## The tasks
**A)** In the passage shown, which Python library is used to retrieve the page source of a website?
**B)** Copy out the passage shown starting with "Responses to a" and going on through "(maybe with caveats)", swapping out "status code" for "response code".

## Passage shown
● ● ● ●
These attributes can for example be used to make elements look a certain way (according to some style defined somewhere else in a CSS stylesheet, but looks are not of interest to us right now).

### Data from HTML-tables

Say we are interested in retrieving the [final results of the ESC](https://en.wikipedia.org/wiki/Eurovision_Song_Contest_2024#Final), there is a table in the wikipedia-article:

![](assets/table.png)

The easiest way to find something of interest in the page source code is via selector. Most browsers come with a right click option like "Inspect" or "Inspect element", which has some form of selector feature:

![](assets/selector_menu.png)

Hovering over or clicking on elements of the page will now show where they are in the source code:

![](assets/selector_hover.png)

We now know we are looking for a `<table>` of a certain class & with a certain caption as its next "child" element. But how to actually get & parse the source code? To retrieve the page source of a website, use [requests](https://requests.readthedocs.io/en/latest/):

In [31]:
esc = requests.get("https://en.wikipedia.org/wiki/Eurovision_Song_Contest_2024")

Responses to a GET-request contain a status code that can tell you something about whether your request succeeded, and if it failed it might tell you why:

In [32]:
esc.status_code

200

Brief guide:

* `1XX`: Wait
* `2XX`: Successful (maybe with caveats)
* `3XX`: "Go away!"
● ● ● ●
## Source data

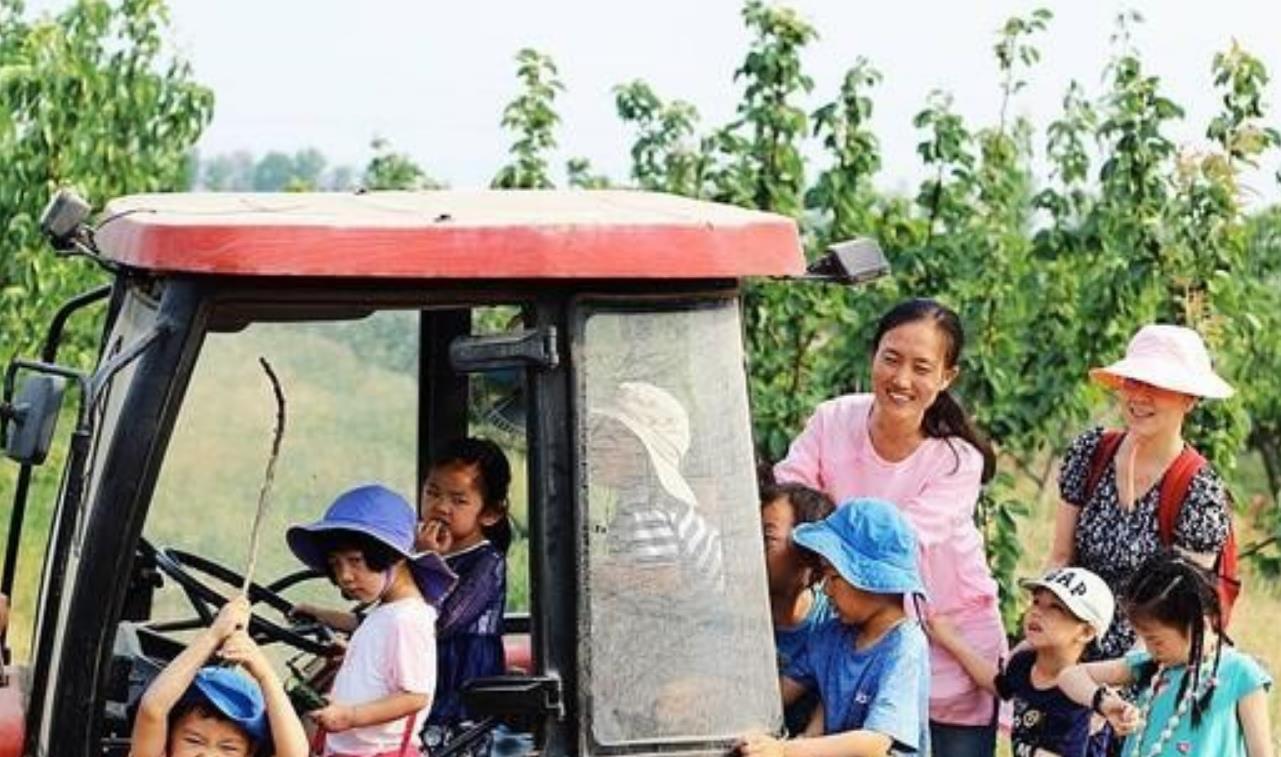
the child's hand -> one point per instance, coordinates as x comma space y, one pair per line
● ● ● ●
## In response
**A)** requests

**B)**
Responses to a GET-request contain a response code that can tell you something about whether your request succeeded, and if it failed it might tell you why:

In [32]:
esc.status_code

200

Brief guide:

* `1XX`: Wait
* `2XX`: Successful (maybe with caveats)